**Work to do**
Rewrite the lines of every entry below as one numbered list, omitting any blank lines.

**Source data**

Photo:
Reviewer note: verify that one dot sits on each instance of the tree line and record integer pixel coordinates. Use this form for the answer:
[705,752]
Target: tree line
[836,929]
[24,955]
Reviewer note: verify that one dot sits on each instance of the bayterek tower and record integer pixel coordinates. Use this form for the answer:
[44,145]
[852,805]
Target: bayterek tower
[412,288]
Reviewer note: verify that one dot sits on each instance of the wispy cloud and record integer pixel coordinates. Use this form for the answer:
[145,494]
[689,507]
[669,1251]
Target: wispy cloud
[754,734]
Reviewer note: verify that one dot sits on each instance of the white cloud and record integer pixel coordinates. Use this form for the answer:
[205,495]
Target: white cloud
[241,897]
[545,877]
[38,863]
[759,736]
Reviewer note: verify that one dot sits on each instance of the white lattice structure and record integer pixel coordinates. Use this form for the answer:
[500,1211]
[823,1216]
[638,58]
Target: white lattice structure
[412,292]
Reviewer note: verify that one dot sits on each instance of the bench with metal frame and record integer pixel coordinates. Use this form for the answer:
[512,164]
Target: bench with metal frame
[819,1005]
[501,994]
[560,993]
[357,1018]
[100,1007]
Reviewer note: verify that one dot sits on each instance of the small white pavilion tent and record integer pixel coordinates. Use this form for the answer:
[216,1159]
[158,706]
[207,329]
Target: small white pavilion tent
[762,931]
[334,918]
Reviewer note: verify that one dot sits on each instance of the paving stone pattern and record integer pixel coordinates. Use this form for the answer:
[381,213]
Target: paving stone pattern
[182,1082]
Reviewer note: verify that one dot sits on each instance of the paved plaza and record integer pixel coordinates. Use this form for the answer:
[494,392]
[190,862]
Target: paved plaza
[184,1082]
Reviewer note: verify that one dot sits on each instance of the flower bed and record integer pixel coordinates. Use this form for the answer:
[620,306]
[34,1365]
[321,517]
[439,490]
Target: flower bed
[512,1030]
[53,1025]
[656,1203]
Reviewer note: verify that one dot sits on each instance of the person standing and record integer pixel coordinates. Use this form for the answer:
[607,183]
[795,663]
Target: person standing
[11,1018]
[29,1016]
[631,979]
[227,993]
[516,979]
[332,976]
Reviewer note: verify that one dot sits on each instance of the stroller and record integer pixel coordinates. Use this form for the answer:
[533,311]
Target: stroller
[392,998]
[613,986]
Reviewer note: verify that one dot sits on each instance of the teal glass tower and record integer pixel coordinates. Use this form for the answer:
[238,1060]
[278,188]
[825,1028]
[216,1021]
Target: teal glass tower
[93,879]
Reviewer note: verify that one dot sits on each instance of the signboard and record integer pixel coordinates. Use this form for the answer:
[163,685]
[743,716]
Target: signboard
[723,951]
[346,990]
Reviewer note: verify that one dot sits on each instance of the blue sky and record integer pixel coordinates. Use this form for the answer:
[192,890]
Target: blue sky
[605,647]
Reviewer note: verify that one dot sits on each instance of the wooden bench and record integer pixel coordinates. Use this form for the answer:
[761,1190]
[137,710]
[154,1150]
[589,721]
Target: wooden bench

**Completed exercise**
1. Photo:
2. Reviewer note: verify that one dot sits on each instance of the tree line and record integer pixel coordinates. Use this form for the answer:
3. [705,752]
4. Target: tree line
5. [836,929]
6. [24,955]
7. Reviewer note: verify that one dot sits on each instance of the bayterek tower and record integer pixel coordinates. Use this form for the answer:
8. [44,145]
9. [852,805]
10. Target: bayterek tower
11. [412,288]
12. Reviewer note: verify that one dot sits on each instance of the wispy cloud and record integer pixel coordinates. Use this form for the answer:
13. [145,494]
14. [689,507]
15. [669,1251]
16. Target: wispy cloud
17. [754,734]
18. Reviewer note: verify that one dot sits on each instance of the white cloud and record integer pixel coordinates. Use this form for the answer:
19. [205,495]
20. Target: white cloud
21. [241,897]
22. [545,877]
23. [38,863]
24. [759,736]
25. Reviewer note: verify that one dot sits on each instance of the white lattice structure and record integer pixel coordinates. Use this form for the answer:
26. [500,1211]
27. [823,1216]
28. [638,58]
29. Target: white lattice structure
30. [412,292]
31. Reviewer note: verify that one dot sits on each instance of the bench with metal frame and record integer pixel coordinates. Use this form for the answer:
32. [512,164]
33. Target: bench with metal frame
34. [819,1005]
35. [501,994]
36. [560,993]
37. [357,1018]
38. [100,1007]
39. Reviewer note: verify that one dot sits on each instance of the small white pavilion tent and record integer pixel coordinates. Use this form for the answer:
40. [216,1159]
41. [158,706]
42. [207,329]
43. Target: small white pavilion tent
44. [762,931]
45. [334,918]
46. Reviewer note: verify that one dot sits on each instance of the paving stone pattern and record integer pixel coordinates. Use this form for the answer:
47. [381,213]
48. Target: paving stone pattern
49. [182,1082]
50. Reviewer note: verify that one dot sits on each instance of the paved plaza and record integer pixel coordinates. Use this form for the answer:
51. [494,392]
52. [190,862]
53. Target: paved plaza
54. [184,1082]
55. Reviewer note: verify that one dot sits on each instance of the flower bed and record integer pixel coordinates. Use this form for the answer:
56. [620,306]
57. [34,1365]
58. [321,517]
59. [439,490]
60. Target: flower bed
61. [512,1030]
62. [53,1025]
63. [656,1203]
64. Reviewer note: verify that one dot sits on each instance of the person standing and record integer pixel coordinates. Use this form for the answer:
65. [607,183]
66. [795,663]
67. Target: person standing
68. [11,1018]
69. [29,1016]
70. [631,979]
71. [227,993]
72. [516,979]
73. [332,976]
74. Reviewer note: verify that one dot sits on each instance of the stroller and record integer pixel coordinates. Use this form for the answer:
75. [533,311]
76. Target: stroller
77. [392,998]
78. [613,986]
79. Reviewer note: verify that one dot sits on each instance of the teal glass tower and record integer pixel coordinates. Use this form for the answer:
80. [238,1060]
81. [278,188]
82. [825,1028]
83. [216,1021]
84. Target: teal glass tower
85. [93,879]
86. Reviewer note: verify that one dot sits on each instance of the signboard and record integer pixel coordinates. Use this form for the answer:
87. [163,685]
88. [743,716]
89. Target: signboard
90. [723,951]
91. [346,990]
92. Reviewer note: verify that one dot sits on each instance of the blue sky and record integer pixel coordinates. Use this form for the answer:
93. [192,890]
94. Target: blue sky
95. [605,647]
96. Reviewer note: verify that one dot sits on each instance of the wooden bench and record integer pixel coordinates. Use this form for the answer:
97. [761,1190]
98. [137,710]
99. [154,1150]
100. [589,721]
101. Target: wooden bench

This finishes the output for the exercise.